- Assignment
Give back the entire listing exactly as it was provided.

- Source material
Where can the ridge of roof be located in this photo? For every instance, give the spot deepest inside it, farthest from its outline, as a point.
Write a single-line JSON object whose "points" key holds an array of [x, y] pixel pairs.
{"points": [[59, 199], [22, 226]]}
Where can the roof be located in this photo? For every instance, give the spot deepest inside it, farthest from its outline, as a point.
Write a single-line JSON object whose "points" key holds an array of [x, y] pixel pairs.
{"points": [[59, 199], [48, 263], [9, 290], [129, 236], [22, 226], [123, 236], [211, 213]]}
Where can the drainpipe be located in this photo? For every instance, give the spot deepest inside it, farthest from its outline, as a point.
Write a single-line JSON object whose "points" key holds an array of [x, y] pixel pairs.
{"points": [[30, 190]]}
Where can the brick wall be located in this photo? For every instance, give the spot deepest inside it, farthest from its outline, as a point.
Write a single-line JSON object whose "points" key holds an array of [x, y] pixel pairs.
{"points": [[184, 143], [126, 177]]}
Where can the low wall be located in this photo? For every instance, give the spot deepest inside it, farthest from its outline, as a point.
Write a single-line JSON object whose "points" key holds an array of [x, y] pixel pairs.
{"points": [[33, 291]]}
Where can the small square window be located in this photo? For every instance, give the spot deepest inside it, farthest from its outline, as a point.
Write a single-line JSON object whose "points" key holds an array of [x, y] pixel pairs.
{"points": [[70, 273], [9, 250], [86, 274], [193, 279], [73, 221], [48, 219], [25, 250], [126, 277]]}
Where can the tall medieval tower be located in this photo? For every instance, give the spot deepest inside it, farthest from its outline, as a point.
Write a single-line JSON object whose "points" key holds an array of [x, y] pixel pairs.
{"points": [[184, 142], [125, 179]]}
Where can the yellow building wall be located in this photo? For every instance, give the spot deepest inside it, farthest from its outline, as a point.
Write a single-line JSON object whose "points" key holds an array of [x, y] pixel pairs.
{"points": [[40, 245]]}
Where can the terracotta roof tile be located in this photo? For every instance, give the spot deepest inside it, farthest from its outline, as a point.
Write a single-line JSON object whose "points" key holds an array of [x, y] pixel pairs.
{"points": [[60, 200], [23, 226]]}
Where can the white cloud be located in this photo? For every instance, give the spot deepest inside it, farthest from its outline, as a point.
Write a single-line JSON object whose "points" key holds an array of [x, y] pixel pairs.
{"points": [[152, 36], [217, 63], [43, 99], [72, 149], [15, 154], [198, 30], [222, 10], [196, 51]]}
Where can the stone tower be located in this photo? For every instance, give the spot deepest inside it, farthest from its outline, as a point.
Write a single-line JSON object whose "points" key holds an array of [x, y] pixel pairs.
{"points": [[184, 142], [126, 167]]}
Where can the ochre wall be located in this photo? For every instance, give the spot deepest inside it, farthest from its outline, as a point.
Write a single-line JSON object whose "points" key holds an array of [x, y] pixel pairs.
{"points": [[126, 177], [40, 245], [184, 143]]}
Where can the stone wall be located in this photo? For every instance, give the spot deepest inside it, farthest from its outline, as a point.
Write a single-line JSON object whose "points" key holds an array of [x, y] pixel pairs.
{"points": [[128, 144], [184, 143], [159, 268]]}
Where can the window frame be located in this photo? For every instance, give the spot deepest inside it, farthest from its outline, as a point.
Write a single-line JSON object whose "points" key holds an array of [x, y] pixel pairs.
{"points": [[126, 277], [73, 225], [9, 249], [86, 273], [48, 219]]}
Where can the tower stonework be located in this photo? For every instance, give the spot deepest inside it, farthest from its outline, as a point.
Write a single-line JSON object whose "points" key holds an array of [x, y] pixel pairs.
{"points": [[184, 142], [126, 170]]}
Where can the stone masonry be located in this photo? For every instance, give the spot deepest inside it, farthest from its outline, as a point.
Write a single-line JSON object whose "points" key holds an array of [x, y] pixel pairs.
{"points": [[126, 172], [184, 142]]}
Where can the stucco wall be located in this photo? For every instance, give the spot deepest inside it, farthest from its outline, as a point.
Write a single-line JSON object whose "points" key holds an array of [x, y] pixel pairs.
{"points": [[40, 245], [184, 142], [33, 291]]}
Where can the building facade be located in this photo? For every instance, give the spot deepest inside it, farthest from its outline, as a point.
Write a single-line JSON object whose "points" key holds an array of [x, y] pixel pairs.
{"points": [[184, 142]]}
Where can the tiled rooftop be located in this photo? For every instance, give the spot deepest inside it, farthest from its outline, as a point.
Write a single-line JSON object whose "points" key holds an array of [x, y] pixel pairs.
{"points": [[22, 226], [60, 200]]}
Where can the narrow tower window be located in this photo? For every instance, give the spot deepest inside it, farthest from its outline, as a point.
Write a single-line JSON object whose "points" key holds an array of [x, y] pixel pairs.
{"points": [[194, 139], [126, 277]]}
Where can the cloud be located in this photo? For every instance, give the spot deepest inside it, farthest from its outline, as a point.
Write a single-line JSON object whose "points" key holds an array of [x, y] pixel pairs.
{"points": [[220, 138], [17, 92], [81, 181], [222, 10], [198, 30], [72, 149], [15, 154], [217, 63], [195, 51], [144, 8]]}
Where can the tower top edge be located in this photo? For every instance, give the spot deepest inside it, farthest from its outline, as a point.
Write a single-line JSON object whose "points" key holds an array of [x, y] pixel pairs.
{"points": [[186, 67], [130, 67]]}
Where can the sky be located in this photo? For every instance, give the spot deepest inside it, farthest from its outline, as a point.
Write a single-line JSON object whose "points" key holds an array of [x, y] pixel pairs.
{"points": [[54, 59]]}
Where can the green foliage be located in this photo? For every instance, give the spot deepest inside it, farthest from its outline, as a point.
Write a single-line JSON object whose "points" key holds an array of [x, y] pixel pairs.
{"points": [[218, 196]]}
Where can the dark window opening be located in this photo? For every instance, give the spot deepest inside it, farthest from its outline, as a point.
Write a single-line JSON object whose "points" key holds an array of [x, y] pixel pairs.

- Answer to the problem
Where can the ridge of roof be located in this photo? For every instance, give the spot deepest inside it, farthest from its outline, as a point.
Write a single-line JSON object whose "points" key holds an array of [x, y] pixel pairs.
{"points": [[59, 199], [22, 226]]}
Where can the roof be located in this photo? For every instance, give the spot deepest inside it, farthest from its outline, as a point.
Write a single-line JSON object whose "points" key holds an array of [x, y] pixel pairs.
{"points": [[59, 199], [48, 263], [9, 290], [129, 236], [22, 226], [123, 236], [211, 213]]}
Where can the drainpipe be located in this photo? For every instance, give the spot deepest inside it, farthest from its outline, as a point.
Write a single-line JSON object whose "points" key holds an array of [x, y] pixel pairs.
{"points": [[30, 190]]}
Where can the brick wall be located in this photo? For every instance, give the spot deepest inside it, farthest from its outline, as a point.
Write a single-line JSON object whose "points" key holds an array of [x, y] pixel pairs.
{"points": [[184, 143], [126, 177]]}
Where can the low wall be located in this photo? For every instance, give the spot deepest inside it, farthest from its outline, as a point.
Write a single-line JSON object whose "points" key holds an array of [x, y] pixel pairs.
{"points": [[33, 291]]}
Where can the small square window be located in this photo? For every instance, give the spot deepest inside it, farthest from its outline, as a point.
Write a single-line JSON object whose "points" key holds an array of [x, y] pixel pairs.
{"points": [[70, 273], [9, 250], [86, 274], [193, 279], [73, 221], [48, 219], [25, 250], [126, 277]]}
Where can the tall medieval tower be located in this photo? For every instance, give the spot deepest inside it, farthest from its outline, as a point.
Write a single-line JSON object whose "points" key holds an array of [x, y] pixel pairs.
{"points": [[184, 142], [125, 179]]}
Where can the yellow building wall be located in this photo? For every instance, give the spot deepest inside it, farthest from its outline, as a point.
Write a single-line JSON object whose "points" key holds an array of [x, y] pixel pairs.
{"points": [[40, 245]]}
Where can the terracotta roof tile be located in this photo? For every instance, give the spot deepest inside it, farthest from its outline, as a point.
Write a single-line JSON object whose "points" key holds an array of [x, y] pixel pairs.
{"points": [[60, 200], [23, 226]]}
Where can the white cloud be located in this photo? For every instance, give the spot deepest inside it, farthest from its outline, as a point.
Write a single-line JSON object whose "points" key holds an array of [x, y] pixel pairs.
{"points": [[152, 36], [217, 63], [43, 99], [72, 149], [15, 154], [198, 30], [222, 10], [196, 51]]}
Where can the stone tower be located in this photo? For every instance, give the spot deepest inside it, farthest from its outline, as a point.
Write a single-line JSON object whose "points" key holds an array of [x, y] pixel pairs.
{"points": [[184, 142], [126, 167]]}
Where can the ochre wall be located in this photo? For every instance, give the spot deepest inside it, farthest from its outline, as a point.
Write a single-line JSON object whose "points" key holds an array of [x, y] pixel pairs.
{"points": [[126, 177], [40, 245], [184, 143]]}
Where can the stone wall be located in this photo? For every instance, give the spot deepest inside it, farthest from its outline, as a point.
Write a single-line JSON object whose "points" key holds an array of [x, y] pixel pairs.
{"points": [[128, 144], [184, 143], [159, 268]]}
Where can the window frame be located in this photo? For every instance, give the spot deepest inside it, farthest from its outline, as a point.
Write a single-line JSON object whose "points" key holds an array of [x, y] pixel pairs.
{"points": [[126, 277], [73, 225], [9, 249], [86, 273], [48, 219]]}
Where can the tower stonework be located in this photo? For every instance, give the spot deepest inside it, farthest from its outline, as a point.
Write a single-line JSON object whose "points" key holds an array of [x, y] pixel pairs.
{"points": [[184, 142], [126, 170]]}
Where can the stone masonry be located in this photo? For every instance, give the spot deepest inside it, farthest from its outline, as a point.
Write a single-line JSON object whose "points" key holds an array of [x, y] pixel pairs.
{"points": [[126, 172], [184, 142]]}
Where can the stucco wall be located in this photo? For every instance, give the spot deepest inside it, farthest from its outline, as a point.
Write a single-line JSON object whose "points" key holds an array of [x, y] pixel pairs.
{"points": [[40, 245], [184, 142], [33, 291]]}
Where can the building facade be located in this photo? For every instance, give the spot deepest inside it, farthest from its outline, as a point.
Write a single-line JSON object whose "points" key holds an array of [x, y] pixel pairs.
{"points": [[184, 142]]}
Where can the tiled rooftop be located in this photo? For every instance, give the spot deepest inside it, farthest from its outline, as a point.
Write a single-line JSON object whose "points" key holds an array of [x, y] pixel pairs.
{"points": [[22, 226], [60, 200]]}
Where can the narrow tower window be located in this photo? For every instance, give the spot deepest inside it, farthest from its outline, as a point.
Write a single-line JSON object whose "points" key holds an array of [x, y] pixel pairs.
{"points": [[194, 139], [126, 277]]}
Where can the cloud be located in this photo? For every instance, give the spot deepest inside it, farthest from its outline, as a point.
Write a single-line JSON object whose "points" key holds an array of [x, y] pixel pairs.
{"points": [[220, 138], [17, 92], [81, 181], [222, 10], [198, 30], [72, 149], [15, 154], [217, 63], [195, 51], [144, 8]]}
Where can the tower top edge be located in this photo? For every instance, give the spot deepest inside it, farthest from its outline, as a point.
Write a single-line JSON object whose "points" key holds an array of [x, y] pixel pairs.
{"points": [[186, 67], [130, 67]]}
Where can the sky be located in this photo? For every instance, give the spot deepest inside it, farthest from its outline, as a point.
Write a single-line JSON object whose "points" key holds an array of [x, y] pixel pairs.
{"points": [[54, 59]]}
Where can the green foliage be located in this photo? For every instance, give the spot deepest inside it, farthest from its outline, as a point.
Write a single-line JSON object whose "points" key holds an array of [x, y] pixel pairs.
{"points": [[218, 196]]}
Where can the dark window opening be located in this photo? For every instance, give the spot deepest inside it, farthest from its outline, as a point.
Write a single-line JSON object whose "points" key holds an array of [x, y] pixel pairs.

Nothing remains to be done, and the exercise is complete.